> _Testo fornito_:
• • •

La nuova politica del Regno Unito è dare la priorità alla prima dose e consegnare la seconda nel giro di tre mesi invece di tre settimane. I cinici sostengono che questo cambiamento sia una dimostrazione di scarsa lungimiranza, e che abbia l’obiettivo di produrre statistiche incoraggianti sul numero dei vaccinati. Tuttavia la raccomandazione non viene dal governo ma dal Comitato congiunto per la vaccinazione e l’immunizzazione (Jcvi), un gruppo di esperti indipendenti che fornisce consulenza al governo. Molti scienziati approvano la decisione. Altri sono scettici.

Quante dosi?
I nodi da sciogliere sono vari. Uno riguarda i benefici a breve termine del passaggio a un sistema che potremmo chiamare “prima la prima dose”. Bisogna vedere quanto è efficace una dose singola nel breve periodo (piuttosto efficace nel caso del primo vaccino di Biontech-Pfizer), se protegge abbastanza gli anziani che si trovano ai primi posti della lista d’attesa (non lo sappiamo), e se un ritardo indebolisce l’effetto di potenziamento della seconda dose (non sappiamo neanche questo; potrebbe perfino rafforzarlo).

• • •

> _Materiale mostrato_:

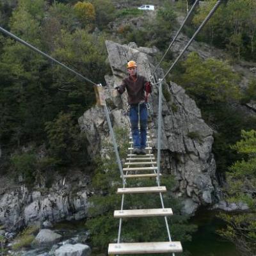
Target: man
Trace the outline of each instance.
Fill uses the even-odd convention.
[[[134,147],[132,154],[145,155],[148,117],[146,101],[147,95],[152,91],[150,83],[147,81],[145,77],[137,74],[137,65],[135,61],[132,60],[129,61],[127,68],[129,73],[128,77],[125,78],[122,84],[115,88],[120,94],[123,93],[125,89],[128,93],[128,103],[130,105],[129,118]]]

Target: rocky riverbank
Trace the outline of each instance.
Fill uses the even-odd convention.
[[[0,230],[2,252],[19,256],[89,256],[88,233],[84,221],[67,222],[53,226],[44,221],[41,228],[30,226],[17,236],[16,232]]]

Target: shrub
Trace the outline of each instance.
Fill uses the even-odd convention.
[[[91,24],[95,20],[95,10],[90,3],[77,2],[74,8],[80,20],[85,24]]]

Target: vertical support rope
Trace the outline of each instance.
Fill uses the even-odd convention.
[[[111,136],[112,141],[113,141],[113,145],[114,147],[114,150],[115,150],[115,153],[116,157],[117,164],[118,164],[119,171],[120,171],[120,173],[121,175],[122,179],[123,180],[123,184],[125,184],[125,180],[124,177],[123,168],[122,168],[122,164],[121,164],[121,160],[120,160],[120,158],[119,156],[118,150],[117,149],[116,138],[115,137],[114,132],[113,132],[113,128],[112,128],[111,122],[110,121],[109,113],[108,113],[108,108],[106,106],[104,106],[104,108],[106,116],[107,116],[108,124],[108,127],[109,128],[110,135]]]
[[[161,132],[162,124],[162,83],[163,80],[159,79],[158,101],[158,131],[157,131],[157,182],[160,184],[160,160],[161,160]]]
[[[158,63],[158,64],[157,65],[157,66],[156,67],[155,69],[154,70],[152,76],[154,76],[154,74],[156,73],[156,71],[157,70],[157,68],[159,67],[160,64],[162,63],[162,61],[163,61],[163,60],[164,59],[164,57],[166,56],[167,53],[168,52],[168,51],[170,51],[170,49],[171,49],[172,46],[173,45],[173,44],[174,44],[174,42],[176,41],[176,39],[177,38],[179,35],[180,34],[181,29],[183,28],[183,27],[185,25],[186,22],[188,20],[188,19],[189,18],[191,14],[192,13],[192,12],[193,11],[193,10],[195,9],[195,7],[196,6],[196,5],[198,3],[199,0],[196,0],[194,3],[194,4],[193,5],[193,6],[191,7],[191,8],[190,9],[189,12],[188,13],[187,16],[186,17],[186,18],[184,19],[184,20],[183,20],[182,24],[180,26],[180,28],[179,28],[179,29],[178,30],[178,31],[177,32],[176,35],[175,35],[172,43],[170,44],[169,47],[168,47],[167,50],[166,51],[166,52],[164,52],[164,55],[163,56],[162,58],[161,59],[161,60],[159,61],[159,62]]]

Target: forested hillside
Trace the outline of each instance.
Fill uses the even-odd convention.
[[[156,46],[160,59],[186,14],[187,3],[191,6],[194,1],[148,2],[156,11],[138,10],[145,4],[142,0],[0,0],[0,26],[105,84],[104,76],[111,73],[106,40]],[[245,202],[250,207],[239,216],[223,215],[230,226],[221,233],[241,245],[241,255],[253,255],[256,116],[246,104],[256,100],[256,77],[251,72],[256,68],[256,1],[223,2],[196,39],[223,51],[225,60],[192,52],[167,81],[186,90],[214,131],[213,152],[223,193],[230,202]],[[187,36],[215,3],[200,1],[184,28]],[[167,55],[164,69],[173,55]],[[235,66],[239,65],[248,72],[238,72]],[[33,187],[44,173],[50,186],[52,173],[86,172],[95,163],[77,119],[94,104],[91,84],[0,35],[0,175]]]

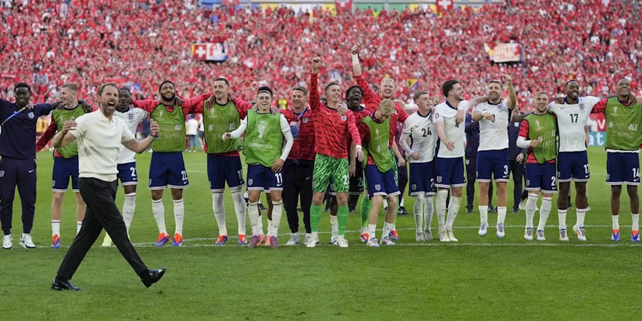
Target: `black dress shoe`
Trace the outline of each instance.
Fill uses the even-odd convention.
[[[53,282],[51,282],[51,290],[55,290],[56,291],[64,291],[65,290],[71,291],[80,291],[82,290],[78,286],[74,286],[71,284],[71,282],[69,280],[67,282],[62,282],[58,279],[54,279]]]
[[[145,284],[145,286],[149,288],[162,277],[163,274],[165,274],[165,271],[167,271],[166,268],[162,268],[160,270],[148,270],[141,275],[141,281],[143,282],[143,284]]]

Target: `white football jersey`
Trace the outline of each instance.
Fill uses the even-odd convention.
[[[459,102],[457,108],[467,110],[470,106],[470,102],[467,100],[462,100]],[[459,124],[456,123],[457,110],[458,109],[451,107],[446,101],[435,107],[435,123],[444,123],[444,134],[448,139],[455,144],[455,149],[453,151],[448,150],[446,145],[442,144],[439,147],[439,152],[437,153],[438,157],[454,159],[464,157],[465,123],[463,121]]]
[[[508,107],[506,101],[497,105],[482,103],[473,108],[480,112],[489,112],[492,120],[482,117],[479,120],[480,145],[478,151],[502,150],[508,148]]]
[[[415,162],[428,162],[435,158],[435,149],[437,144],[437,132],[433,121],[433,114],[424,117],[417,112],[406,119],[403,125],[403,134],[410,137],[408,146],[413,152],[419,153],[421,158],[415,160],[408,158],[408,161]]]
[[[593,107],[600,98],[589,96],[580,97],[578,103],[558,105],[555,101],[548,105],[548,110],[557,117],[559,128],[560,152],[584,152],[586,150],[584,126],[589,121]]]
[[[138,123],[141,119],[146,118],[149,113],[139,108],[130,107],[129,110],[121,112],[116,110],[114,112],[114,116],[119,119],[123,121],[127,126],[127,129],[134,137],[136,135],[136,129],[138,128]],[[118,156],[117,164],[127,164],[136,161],[136,153],[128,150],[125,146],[121,146],[120,155]]]

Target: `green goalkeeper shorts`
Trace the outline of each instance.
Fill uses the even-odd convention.
[[[348,193],[350,187],[348,159],[335,159],[317,154],[315,171],[312,175],[312,191],[325,193],[331,181],[334,184],[335,193]]]

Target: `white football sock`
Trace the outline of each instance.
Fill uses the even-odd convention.
[[[386,236],[390,235],[390,230],[392,229],[392,223],[383,222],[383,231],[381,232],[381,238],[385,238]]]
[[[60,236],[60,220],[51,220],[51,236]]]
[[[539,198],[539,195],[537,194],[528,194],[528,198],[526,201],[526,227],[533,227],[533,218],[535,218],[535,212],[537,211],[537,198]],[[542,221],[541,213],[539,215],[539,221],[540,222]],[[544,230],[544,226],[546,223],[546,220],[544,221],[544,225],[540,223],[540,225],[537,226],[537,229]]]
[[[446,225],[446,230],[453,230],[453,224],[455,223],[455,219],[457,218],[457,214],[459,214],[459,207],[461,204],[461,197],[450,197],[450,204],[448,205],[448,220]],[[504,207],[504,209],[506,208]]]
[[[542,207],[539,209],[539,224],[537,225],[537,230],[544,230],[546,226],[546,220],[551,214],[551,202],[553,200],[551,197],[542,196]],[[564,216],[566,218],[566,216]],[[566,229],[566,227],[564,227]]]
[[[544,209],[544,200],[542,200],[542,209]],[[542,211],[540,211],[540,213]],[[560,229],[566,229],[566,214],[568,213],[568,209],[557,210],[557,221],[559,223]]]
[[[156,225],[159,227],[159,233],[167,234],[165,228],[165,207],[162,205],[162,198],[158,200],[152,200],[152,213],[156,220]]]
[[[136,193],[130,193],[125,195],[125,202],[123,203],[123,220],[125,227],[129,232],[129,227],[132,226],[134,219],[134,211],[136,209]]]
[[[250,226],[252,227],[252,235],[261,235],[263,231],[259,232],[259,202],[250,202],[247,207],[247,214],[250,216]]]
[[[377,232],[377,225],[376,224],[368,224],[368,237],[370,238],[377,238],[376,236],[376,233]]]
[[[611,219],[613,221],[613,230],[620,230],[620,215],[611,215]]]
[[[480,209],[480,223],[488,224],[488,205],[479,205]]]
[[[433,207],[433,196],[426,196],[425,198],[426,207],[424,209],[424,221],[425,221],[425,225],[424,229],[429,230],[430,224],[433,222],[433,212],[435,211],[435,207]]]
[[[183,235],[183,218],[185,217],[185,205],[183,199],[174,200],[174,221],[176,223],[175,233]]]
[[[575,210],[575,213],[577,216],[575,225],[577,225],[578,227],[584,227],[584,217],[586,216],[586,209],[577,209]]]
[[[506,207],[497,207],[497,223],[503,224],[506,220]]]
[[[234,201],[234,211],[236,212],[236,221],[238,222],[239,235],[245,235],[245,199],[241,189],[233,191],[232,199]]]
[[[332,230],[332,239],[336,239],[339,235],[339,223],[336,216],[330,215],[330,228]]]
[[[448,191],[444,189],[437,192],[437,201],[435,204],[435,207],[437,211],[439,232],[446,230],[446,200],[447,198]]]
[[[225,205],[223,203],[223,193],[212,193],[212,211],[214,211],[214,217],[216,219],[216,225],[218,225],[218,235],[227,235],[227,227],[225,226]]]
[[[281,216],[283,214],[283,202],[272,201],[272,232],[274,236],[279,236],[279,226],[281,225]]]
[[[416,195],[415,196],[415,206],[413,208],[412,214],[415,216],[415,229],[417,233],[422,233],[424,231],[424,195]]]

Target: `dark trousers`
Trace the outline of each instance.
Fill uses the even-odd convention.
[[[514,159],[510,160],[510,171],[513,172],[513,209],[519,209],[519,202],[526,195],[528,197],[527,192],[525,189],[522,189],[522,182],[526,179],[526,168],[525,162],[517,162]]]
[[[473,208],[475,198],[475,180],[477,178],[477,158],[466,157],[466,207]],[[492,184],[488,187],[488,204],[492,204]]]
[[[37,178],[35,160],[0,157],[0,222],[4,235],[11,234],[16,186],[22,203],[22,233],[31,232]]]
[[[288,159],[283,165],[283,205],[288,216],[290,230],[299,232],[299,212],[297,205],[301,199],[303,211],[303,224],[306,232],[311,233],[310,227],[310,206],[312,205],[312,173],[314,160],[293,160]],[[328,202],[329,204],[329,202]]]
[[[71,243],[58,269],[58,278],[62,280],[71,279],[103,229],[109,234],[114,244],[134,268],[136,274],[140,275],[147,270],[147,266],[138,256],[127,238],[127,230],[123,216],[114,202],[118,187],[116,181],[80,178],[78,185],[80,195],[87,204],[87,211],[80,232]]]
[[[399,204],[401,204],[401,198],[403,198],[403,193],[406,191],[406,186],[408,185],[408,166],[400,167],[397,171],[399,176],[399,191],[401,192],[399,196]]]

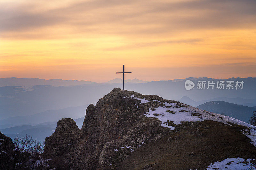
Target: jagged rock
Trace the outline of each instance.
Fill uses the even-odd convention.
[[[71,169],[201,169],[230,156],[254,159],[256,148],[242,133],[252,129],[216,115],[116,88],[88,107],[81,131],[72,119],[60,121],[45,152]]]
[[[13,150],[15,147],[11,138],[0,132],[0,169],[11,169],[14,166]]]
[[[59,121],[55,131],[44,141],[44,153],[51,156],[60,156],[67,153],[76,143],[81,130],[76,122],[70,118]]]

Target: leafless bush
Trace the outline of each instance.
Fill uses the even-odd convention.
[[[13,140],[16,147],[16,152],[18,163],[17,169],[46,169],[48,159],[42,157],[44,144],[41,141],[33,139],[29,135],[16,136]]]
[[[36,139],[33,139],[30,135],[17,136],[13,141],[16,150],[21,153],[26,152],[38,155],[44,152],[44,144],[40,141],[37,141]]]
[[[250,164],[249,165],[248,170],[256,170],[256,165],[252,164]]]

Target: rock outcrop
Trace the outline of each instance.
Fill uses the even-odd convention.
[[[0,169],[12,169],[15,164],[13,150],[15,145],[12,139],[0,132]]]
[[[77,143],[80,133],[81,130],[72,119],[65,118],[59,121],[52,135],[45,138],[44,153],[51,156],[63,155]]]
[[[72,120],[58,122],[44,150],[69,169],[200,169],[256,158],[255,127],[156,95],[115,89],[88,107],[81,131]]]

• • •

> _Consegna A_: Nel testo sulla politica vaccinale del Regno Unito, chi ha formulato la raccomandazione di dare la priorità alla prima dose?
> _Consegna B_: Ricopia dal testo sulla politica vaccinale il tratto che va da "La nuova politica" fino a "Quante dosi?", entrambi compresi.
> _Consegna C_: Secondo il testo sulla politica vaccinale, per quali motivi i cinici criticano il cambiamento? Rispondi in una-tre frasi.

> _Soluzione A_: Il Comitato congiunto per la vaccinazione e l’immunizzazione (Jcvi), un gruppo di esperti indipendenti che fornisce consulenza al governo.

> _Soluzione B_:
La nuova politica del Regno Unito è dare la priorità alla prima dose e consegnare la seconda nel giro di tre mesi invece di tre settimane. I cinici sostengono che questo cambiamento sia una dimostrazione di scarsa lungimiranza, e che abbia l’obiettivo di produrre statistiche incoraggianti sul numero dei vaccinati. Tuttavia la raccomandazione non viene dal governo ma dal Comitato congiunto per la vaccinazione e l’immunizzazione (Jcvi), un gruppo di esperti indipendenti che fornisce consulenza al governo. Molti scienziati approvano la decisione. Altri sono scettici.

Quante dosi?

> _Soluzione C_: I cinici sostengono che il cambiamento dimostri scarsa lungimiranza. Secondo loro ha anche l’obiettivo di produrre statistiche incoraggianti sul numero dei vaccinati.